---- Text for analysis

Cryptic transmission of SARS-CoV-2 in Washington State

transPhyloTools is a set of tools for transmission tree, phylogenetic, and evolutionary simulation

I’m prototyping tools in Matlab to explore ideas and model structures. While all tools are usable in principle for research, no effort has gone into performance and some patterns are anti-optimized for matlab’s memory management. Promising tools will be reimplemented in Python/R/C++/CUDA as appropriate.

treeClusterSim

treeClusterSim is a prototype of the next-generation of transmission models that take the “pathogens-eye view” of transmission. The key ideas are that:

  1. the transmission tree is fundamental (whether we care to observe it or not).
  2. there are 2 scales of transmission– within-population (deme/node) mixing according to a model, and between population that can be spontaneously spawned.
  3. nodes in the tree are infections, not individuals, regions etc. In simulation, the only metadata that has meaning is time.
  4. All information about hidden states are statistical questions or post-hoc mapping questions, and not dynamical questions. The goal of the prototype is to develop these ideas and see where they break down.

augmentTransTree

augmentTransTree is a tool to add attributes to transmission trees that share the linelist output format from treeClusterSim. The idea of this tool is that any attribute or “state” information that doesn’t affect the pathogens-eye view of transmsision can be added after the transmission tree is generated.

--------

_Work instruction 1_. Write out the part of the transPhyloTools text that opens with the words containing "I’m prototyping tools" and closes with "it or not).".
_Work instruction 2_. Name every programming language or computing platform mentioned in the transPhyloTools text.
_Work instruction 3_. Continue the transPhyloTools text from its final sentence.

---- Data provided

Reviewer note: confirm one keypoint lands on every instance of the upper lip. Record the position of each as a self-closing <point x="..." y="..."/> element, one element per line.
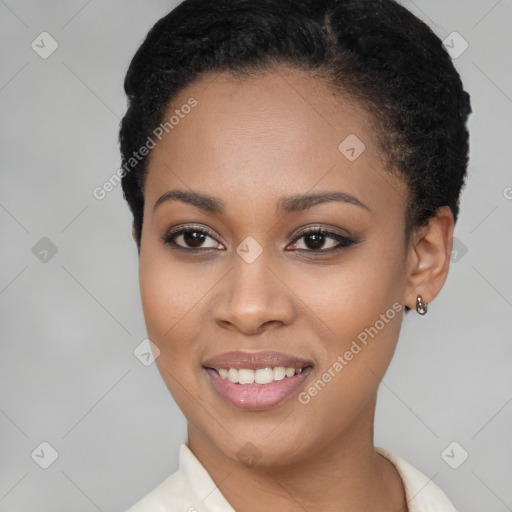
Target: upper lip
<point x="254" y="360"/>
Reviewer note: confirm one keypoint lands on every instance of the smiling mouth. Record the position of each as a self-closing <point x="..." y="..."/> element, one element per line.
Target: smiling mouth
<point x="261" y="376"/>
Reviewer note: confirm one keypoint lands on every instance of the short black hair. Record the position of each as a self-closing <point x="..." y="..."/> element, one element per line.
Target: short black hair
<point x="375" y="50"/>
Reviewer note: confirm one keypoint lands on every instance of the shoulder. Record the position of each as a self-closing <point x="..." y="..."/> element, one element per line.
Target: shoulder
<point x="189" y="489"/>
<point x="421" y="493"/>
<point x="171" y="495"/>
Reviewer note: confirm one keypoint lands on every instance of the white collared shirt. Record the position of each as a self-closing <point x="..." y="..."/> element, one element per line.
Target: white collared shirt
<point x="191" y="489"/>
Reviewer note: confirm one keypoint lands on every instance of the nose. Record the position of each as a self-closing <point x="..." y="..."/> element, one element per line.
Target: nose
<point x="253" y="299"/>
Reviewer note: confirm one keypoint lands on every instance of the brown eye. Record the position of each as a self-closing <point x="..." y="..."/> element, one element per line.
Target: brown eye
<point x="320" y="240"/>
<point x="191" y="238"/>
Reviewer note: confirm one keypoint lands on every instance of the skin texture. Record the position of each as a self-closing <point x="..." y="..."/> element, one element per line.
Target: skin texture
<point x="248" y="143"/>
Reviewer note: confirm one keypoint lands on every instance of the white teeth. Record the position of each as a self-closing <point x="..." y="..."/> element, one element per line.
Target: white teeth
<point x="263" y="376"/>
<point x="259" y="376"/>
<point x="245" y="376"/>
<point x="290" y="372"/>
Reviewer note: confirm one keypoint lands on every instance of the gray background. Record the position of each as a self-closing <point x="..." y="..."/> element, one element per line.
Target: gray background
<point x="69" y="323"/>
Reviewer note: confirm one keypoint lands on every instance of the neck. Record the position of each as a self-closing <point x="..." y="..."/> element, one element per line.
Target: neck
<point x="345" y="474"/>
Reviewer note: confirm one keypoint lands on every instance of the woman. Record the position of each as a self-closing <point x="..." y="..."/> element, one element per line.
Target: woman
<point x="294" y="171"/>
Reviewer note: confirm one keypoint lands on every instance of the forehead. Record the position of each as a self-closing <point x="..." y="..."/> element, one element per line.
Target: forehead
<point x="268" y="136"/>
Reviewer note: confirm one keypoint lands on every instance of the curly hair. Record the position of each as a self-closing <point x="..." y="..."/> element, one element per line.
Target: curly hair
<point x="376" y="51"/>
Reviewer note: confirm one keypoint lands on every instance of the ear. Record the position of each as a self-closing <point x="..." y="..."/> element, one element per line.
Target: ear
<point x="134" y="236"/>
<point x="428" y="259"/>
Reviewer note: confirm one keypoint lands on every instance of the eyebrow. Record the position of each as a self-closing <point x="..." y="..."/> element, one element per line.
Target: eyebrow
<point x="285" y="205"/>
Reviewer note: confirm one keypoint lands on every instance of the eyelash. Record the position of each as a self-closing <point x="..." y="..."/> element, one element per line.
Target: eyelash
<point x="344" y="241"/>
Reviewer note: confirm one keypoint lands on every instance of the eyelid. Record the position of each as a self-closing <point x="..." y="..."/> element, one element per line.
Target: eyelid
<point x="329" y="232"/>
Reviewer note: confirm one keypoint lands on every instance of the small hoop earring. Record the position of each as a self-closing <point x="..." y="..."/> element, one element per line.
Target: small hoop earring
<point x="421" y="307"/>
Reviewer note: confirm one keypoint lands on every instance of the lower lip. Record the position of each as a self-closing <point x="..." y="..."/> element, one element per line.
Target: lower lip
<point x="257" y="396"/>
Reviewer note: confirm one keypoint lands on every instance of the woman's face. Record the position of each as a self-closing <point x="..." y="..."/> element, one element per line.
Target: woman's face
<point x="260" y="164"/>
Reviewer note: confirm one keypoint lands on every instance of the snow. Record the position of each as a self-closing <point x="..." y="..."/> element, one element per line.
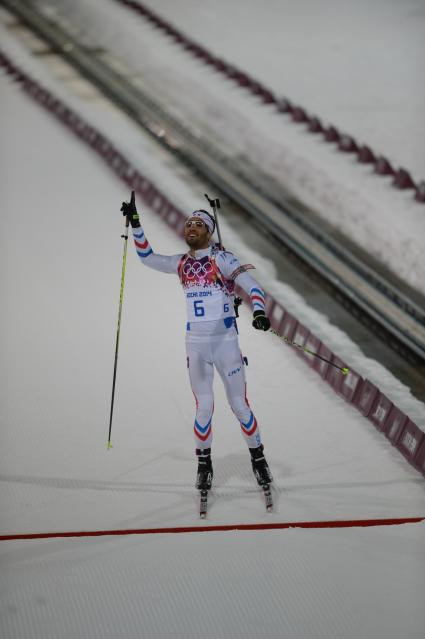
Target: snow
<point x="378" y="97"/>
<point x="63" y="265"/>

--------

_Response area 1_.
I’m prototyping tools in Matlab to explore ideas and model structures. While all tools are usable in principle for research, no effort has gone into performance and some patterns are anti-optimized for matlab’s memory management. Promising tools will be reimplemented in Python/R/C++/CUDA as appropriate.

treeClusterSim

treeClusterSim is a prototype of the next-generation of transmission models that take the “pathogens-eye view” of transmission. The key ideas are that:

  1. the transmission tree is fundamental (whether we care to observe it or not).

_Response area 2_. Matlab, Python, R, C++, CUDA

_Response area 3_.
For exaple, treeClusterSim assumes that the pathen experiences SIR-like pockets within a larger world, and augmentTransTree can post-hoc annotate attributes of the sampled pathogens (or their hosts) in those pockets.

  • pathogen attributes (not yet implemented)
    1. sequences assuming neutral evolution
  • host attributes
    1. age, sex, vaccination status, sampling modality…
    2. geographic location (with a spatial connectivity model)

observeTransTree

observeTransTree provides tools to implement a complex sampling strategy based on metadata generated by augmentTransTree.m.

phyTreeFromTransTree

phyTreeFromTransTree downsamples a complete transmission tree (provided as an edgelist of who infected whom and when and a set of observed tips) into a bifurcating phylogenetic tree. The main function is samplePhyloTree.m, and you can step through a demo with buildExample.m.

Typical workflow

  1. Generate complete linelist of infections with metadata and known ancestors from treeClusterSim or your favorite model.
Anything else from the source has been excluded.